DOCUMENT PASSAGE>
----------

Specific points that have been raised by the
laboratories in their respective site report,
in no particular order:
- Oxford University Particle Physics: plans are to continue
network security and reduce number of Operating Systems. Problems
are the choice for laptops and Red Hat version.
- IN2P3: There are no on-site users, no accelerators or experiments.
All resources are shared and common, except for a small dedicated
grid testbed for software development.
- SLAC: BaBar experiment has resumed data taking in September.
This was seen as a good startup at high rates. They are converting
to a new computing model: Babar events are stored in Root, but
conditions and some metadata are still based on Objectivity.
- Triumf/UBC is the first HEP site to install a large blade cluster
(WestGrid). They are involved in the 10 Gbps link to CERN and achieved
5.5 Gbps sustained.
- LAL: an important issue they have to address is about home
machines connecting to the Lab, despite the instructions that are
provided.
- RAL: they have a new helpdesk, replacing Remedy by Request
Tracker. Outstanding issues are many new developments and services,
P4 Xeon experience giving poor performance, and the Red Hat support
policy.

----------

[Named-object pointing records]
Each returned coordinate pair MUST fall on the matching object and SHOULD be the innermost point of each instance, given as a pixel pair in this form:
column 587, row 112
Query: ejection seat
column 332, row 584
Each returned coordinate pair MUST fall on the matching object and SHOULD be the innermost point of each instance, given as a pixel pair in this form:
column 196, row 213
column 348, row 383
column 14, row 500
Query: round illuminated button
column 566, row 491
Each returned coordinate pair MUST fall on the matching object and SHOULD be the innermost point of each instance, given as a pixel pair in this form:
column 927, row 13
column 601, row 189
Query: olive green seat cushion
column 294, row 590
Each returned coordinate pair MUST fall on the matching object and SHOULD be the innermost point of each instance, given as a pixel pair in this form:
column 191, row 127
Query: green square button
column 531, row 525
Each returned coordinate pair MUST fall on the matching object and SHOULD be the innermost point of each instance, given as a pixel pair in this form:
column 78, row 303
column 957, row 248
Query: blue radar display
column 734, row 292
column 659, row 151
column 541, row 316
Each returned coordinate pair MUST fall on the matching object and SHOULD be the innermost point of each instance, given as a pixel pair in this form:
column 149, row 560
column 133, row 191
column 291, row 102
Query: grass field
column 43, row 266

----------

TO-DO LIST>
A – Revise the records, starting at their first line and ending at the line containing "column 332, row 584", by replacing "ejection seat" with "cockpit seat" and leaving everything else unchanged; return only those lines.
B – Carry on the summary of laboratory site reports from its final line.
The site-report summary and the records are independent material.

THE ANSWERS>
A –
Each returned coordinate pair MUST fall on the matching object and SHOULD be the innermost point of each instance, given as a pixel pair in this form:
column 587, row 112
Query: cockpit seat
column 332, row 584

B –
- GSI: AIX and Windows servers (mail, DHCP, DNS) are being
migrated to Linux.
- BNL: Their future plans are the expansion of the Linux farm,
more scalable solutions for file serving (Panasys, dCache), and to
provide grid services (US Atlas Grid Testbed).
- DESY: Linux will be based on SuSE (mainly on user demand): new
setup routines are being prepared, and new central software
distribution concept will be defined (no longer AFS based). For
future releases, they are considering Debian as well. Grid
activities: centrally supported pool (EDG 1.4) for all Hera groups,
based on SuSE (all tools ported). DESY is a cooperating member of
EGEE, and a founding member of dGrid.
- Jefferson Lab: future plans are standard windows builds
(server, IIS server, desktop, laptop), backup migration to Reliaty,
ssh v2 study. They will continue development for JASMine (batch
farm management and monitoring).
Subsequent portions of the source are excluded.